◆ Action item ◆
Report each line in the items below that contains the word "negative", copying every such line in full. Only matches with the same case count.
════════════════
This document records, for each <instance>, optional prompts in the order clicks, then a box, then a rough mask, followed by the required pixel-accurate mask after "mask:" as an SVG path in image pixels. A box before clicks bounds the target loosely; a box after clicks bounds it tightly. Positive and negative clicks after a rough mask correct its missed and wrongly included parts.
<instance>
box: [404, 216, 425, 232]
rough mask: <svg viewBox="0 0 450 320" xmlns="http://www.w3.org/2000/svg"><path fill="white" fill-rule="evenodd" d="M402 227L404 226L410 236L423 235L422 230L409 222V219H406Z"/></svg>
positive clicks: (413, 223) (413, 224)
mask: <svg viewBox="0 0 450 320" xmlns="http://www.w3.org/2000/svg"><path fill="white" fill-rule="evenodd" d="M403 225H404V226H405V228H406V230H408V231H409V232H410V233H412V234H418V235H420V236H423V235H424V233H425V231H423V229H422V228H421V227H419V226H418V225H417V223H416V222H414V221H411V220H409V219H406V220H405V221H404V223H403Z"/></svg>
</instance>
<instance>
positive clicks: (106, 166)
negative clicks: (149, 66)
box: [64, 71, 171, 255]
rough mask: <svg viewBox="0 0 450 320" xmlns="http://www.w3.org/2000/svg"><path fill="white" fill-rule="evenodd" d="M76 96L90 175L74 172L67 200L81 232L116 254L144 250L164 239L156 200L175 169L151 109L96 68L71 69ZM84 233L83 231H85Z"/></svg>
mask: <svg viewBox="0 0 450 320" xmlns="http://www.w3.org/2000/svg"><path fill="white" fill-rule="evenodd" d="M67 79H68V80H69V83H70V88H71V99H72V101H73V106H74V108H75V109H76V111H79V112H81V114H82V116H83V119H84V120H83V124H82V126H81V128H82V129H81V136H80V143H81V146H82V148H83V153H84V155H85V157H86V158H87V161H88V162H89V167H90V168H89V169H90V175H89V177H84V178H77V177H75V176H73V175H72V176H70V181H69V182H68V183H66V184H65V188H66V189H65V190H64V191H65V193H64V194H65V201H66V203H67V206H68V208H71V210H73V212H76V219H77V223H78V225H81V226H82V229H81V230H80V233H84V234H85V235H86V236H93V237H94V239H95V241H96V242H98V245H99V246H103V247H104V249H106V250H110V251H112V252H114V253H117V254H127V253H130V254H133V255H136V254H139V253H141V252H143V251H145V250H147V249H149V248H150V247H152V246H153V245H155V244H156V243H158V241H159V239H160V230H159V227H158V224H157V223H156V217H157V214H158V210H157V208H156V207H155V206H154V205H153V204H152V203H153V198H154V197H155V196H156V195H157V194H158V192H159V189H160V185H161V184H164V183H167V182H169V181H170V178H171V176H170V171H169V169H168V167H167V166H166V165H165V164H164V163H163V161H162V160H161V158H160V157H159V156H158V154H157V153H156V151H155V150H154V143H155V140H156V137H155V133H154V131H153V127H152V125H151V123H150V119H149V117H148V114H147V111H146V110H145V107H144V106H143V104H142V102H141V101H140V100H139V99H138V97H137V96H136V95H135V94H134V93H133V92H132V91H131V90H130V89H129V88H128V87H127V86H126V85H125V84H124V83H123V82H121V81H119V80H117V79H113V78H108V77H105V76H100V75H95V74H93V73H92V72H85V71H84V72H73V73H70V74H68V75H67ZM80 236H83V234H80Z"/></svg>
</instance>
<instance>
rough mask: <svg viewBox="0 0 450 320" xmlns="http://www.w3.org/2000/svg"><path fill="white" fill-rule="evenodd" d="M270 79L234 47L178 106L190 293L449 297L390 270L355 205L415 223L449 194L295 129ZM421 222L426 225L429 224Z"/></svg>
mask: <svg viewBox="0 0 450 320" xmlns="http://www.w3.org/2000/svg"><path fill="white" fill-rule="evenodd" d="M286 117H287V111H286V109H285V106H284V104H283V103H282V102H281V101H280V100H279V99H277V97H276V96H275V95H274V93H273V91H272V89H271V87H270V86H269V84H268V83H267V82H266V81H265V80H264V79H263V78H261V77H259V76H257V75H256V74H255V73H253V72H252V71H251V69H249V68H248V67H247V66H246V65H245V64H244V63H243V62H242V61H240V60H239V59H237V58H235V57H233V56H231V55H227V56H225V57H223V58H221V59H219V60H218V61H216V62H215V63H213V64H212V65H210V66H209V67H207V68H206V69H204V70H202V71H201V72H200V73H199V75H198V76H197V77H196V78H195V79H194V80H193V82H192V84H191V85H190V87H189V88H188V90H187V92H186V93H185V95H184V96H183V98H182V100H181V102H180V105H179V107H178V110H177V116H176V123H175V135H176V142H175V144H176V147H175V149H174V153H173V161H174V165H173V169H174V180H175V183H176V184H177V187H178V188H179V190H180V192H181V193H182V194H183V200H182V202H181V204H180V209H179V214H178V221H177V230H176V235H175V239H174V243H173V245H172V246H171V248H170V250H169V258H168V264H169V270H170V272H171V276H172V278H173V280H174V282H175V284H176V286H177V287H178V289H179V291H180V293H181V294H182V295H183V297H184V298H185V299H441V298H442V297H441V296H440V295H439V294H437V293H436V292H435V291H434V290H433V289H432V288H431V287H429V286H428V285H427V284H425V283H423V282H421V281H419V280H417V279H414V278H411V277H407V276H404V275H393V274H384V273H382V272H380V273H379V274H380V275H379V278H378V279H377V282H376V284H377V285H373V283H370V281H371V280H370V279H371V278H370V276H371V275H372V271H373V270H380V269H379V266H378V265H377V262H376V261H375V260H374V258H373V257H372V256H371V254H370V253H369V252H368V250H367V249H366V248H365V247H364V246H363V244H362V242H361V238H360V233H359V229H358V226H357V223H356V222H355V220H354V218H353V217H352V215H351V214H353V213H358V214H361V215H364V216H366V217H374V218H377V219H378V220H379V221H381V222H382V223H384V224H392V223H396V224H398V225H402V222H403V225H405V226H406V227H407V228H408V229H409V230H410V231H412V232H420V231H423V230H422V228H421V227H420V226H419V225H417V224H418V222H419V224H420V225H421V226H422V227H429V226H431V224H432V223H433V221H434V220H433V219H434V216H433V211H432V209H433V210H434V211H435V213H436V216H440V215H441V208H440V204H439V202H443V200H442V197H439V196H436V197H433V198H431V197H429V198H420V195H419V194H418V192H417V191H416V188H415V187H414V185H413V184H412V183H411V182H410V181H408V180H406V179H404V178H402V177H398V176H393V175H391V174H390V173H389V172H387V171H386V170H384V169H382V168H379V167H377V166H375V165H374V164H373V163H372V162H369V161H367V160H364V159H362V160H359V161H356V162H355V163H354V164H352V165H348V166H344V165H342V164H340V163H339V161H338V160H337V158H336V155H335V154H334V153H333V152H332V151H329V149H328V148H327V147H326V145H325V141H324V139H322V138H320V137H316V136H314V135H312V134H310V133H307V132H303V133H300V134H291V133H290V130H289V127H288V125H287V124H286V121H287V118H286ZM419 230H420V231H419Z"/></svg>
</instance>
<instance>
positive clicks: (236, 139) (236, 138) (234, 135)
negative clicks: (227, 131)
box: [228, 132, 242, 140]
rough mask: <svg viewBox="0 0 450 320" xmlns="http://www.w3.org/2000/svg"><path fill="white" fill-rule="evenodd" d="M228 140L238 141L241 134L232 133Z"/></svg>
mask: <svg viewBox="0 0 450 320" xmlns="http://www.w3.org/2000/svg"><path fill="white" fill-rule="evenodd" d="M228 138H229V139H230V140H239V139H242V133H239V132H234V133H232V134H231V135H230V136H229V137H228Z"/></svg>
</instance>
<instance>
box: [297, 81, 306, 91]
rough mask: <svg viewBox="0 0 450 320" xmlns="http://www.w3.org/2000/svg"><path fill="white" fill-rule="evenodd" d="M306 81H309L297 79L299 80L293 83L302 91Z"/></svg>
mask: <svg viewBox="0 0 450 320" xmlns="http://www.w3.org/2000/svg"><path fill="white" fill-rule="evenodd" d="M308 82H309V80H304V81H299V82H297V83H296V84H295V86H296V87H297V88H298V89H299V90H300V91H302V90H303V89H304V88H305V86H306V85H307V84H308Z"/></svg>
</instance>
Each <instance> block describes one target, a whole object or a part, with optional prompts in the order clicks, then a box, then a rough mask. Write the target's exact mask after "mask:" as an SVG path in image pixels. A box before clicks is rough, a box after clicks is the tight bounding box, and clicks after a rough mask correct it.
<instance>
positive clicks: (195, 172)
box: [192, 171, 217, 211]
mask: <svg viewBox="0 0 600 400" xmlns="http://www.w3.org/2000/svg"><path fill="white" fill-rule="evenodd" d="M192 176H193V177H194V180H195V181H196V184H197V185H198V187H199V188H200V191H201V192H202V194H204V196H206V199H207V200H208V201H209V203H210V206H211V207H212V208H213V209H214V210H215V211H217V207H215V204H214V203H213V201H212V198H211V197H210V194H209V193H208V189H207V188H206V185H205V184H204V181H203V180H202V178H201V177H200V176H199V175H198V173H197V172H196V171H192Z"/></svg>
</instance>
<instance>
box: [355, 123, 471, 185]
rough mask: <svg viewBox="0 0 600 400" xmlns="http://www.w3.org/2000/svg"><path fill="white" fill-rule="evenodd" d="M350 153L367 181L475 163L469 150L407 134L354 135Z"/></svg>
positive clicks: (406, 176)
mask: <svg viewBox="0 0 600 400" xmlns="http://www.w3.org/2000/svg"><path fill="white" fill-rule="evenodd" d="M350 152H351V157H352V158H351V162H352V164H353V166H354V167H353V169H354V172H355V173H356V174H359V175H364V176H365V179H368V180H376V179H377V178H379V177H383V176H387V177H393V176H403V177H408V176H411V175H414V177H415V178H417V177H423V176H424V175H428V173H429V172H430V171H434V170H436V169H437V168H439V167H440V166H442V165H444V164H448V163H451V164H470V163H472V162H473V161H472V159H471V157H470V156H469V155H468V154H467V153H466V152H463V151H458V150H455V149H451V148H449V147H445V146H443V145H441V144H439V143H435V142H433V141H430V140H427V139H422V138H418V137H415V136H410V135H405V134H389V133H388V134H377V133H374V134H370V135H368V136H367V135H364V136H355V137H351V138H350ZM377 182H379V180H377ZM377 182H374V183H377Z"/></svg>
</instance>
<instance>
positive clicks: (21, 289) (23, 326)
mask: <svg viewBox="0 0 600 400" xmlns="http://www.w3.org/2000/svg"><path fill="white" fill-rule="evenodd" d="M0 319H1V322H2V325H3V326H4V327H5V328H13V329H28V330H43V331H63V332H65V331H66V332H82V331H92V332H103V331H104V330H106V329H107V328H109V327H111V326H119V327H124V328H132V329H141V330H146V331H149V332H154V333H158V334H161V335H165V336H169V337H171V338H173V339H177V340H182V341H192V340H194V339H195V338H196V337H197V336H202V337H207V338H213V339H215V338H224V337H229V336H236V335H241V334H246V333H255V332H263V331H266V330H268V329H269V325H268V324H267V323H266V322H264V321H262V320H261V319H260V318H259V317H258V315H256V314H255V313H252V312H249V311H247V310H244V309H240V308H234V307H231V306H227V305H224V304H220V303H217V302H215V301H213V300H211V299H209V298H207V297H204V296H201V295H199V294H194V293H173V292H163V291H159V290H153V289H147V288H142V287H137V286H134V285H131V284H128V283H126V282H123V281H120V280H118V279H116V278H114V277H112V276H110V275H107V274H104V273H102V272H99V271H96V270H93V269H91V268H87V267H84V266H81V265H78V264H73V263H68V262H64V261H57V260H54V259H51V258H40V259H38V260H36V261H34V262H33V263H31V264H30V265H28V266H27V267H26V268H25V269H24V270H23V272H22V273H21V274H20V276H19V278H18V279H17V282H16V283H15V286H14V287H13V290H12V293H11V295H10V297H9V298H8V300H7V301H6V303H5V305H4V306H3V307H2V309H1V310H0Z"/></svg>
════════════════
◆ Expected output ◆
This document records, for each <instance>, optional prompts in the order clicks, then a box, then a rough mask, followed by the required pixel-accurate mask after "mask:" as an SVG path in image pixels. A box before clicks bounds the target loosely; a box after clicks bounds it tightly. Positive and negative clicks after a rough mask correct its missed and wrongly included parts.
negative clicks: (149, 66)
negative clicks: (227, 131)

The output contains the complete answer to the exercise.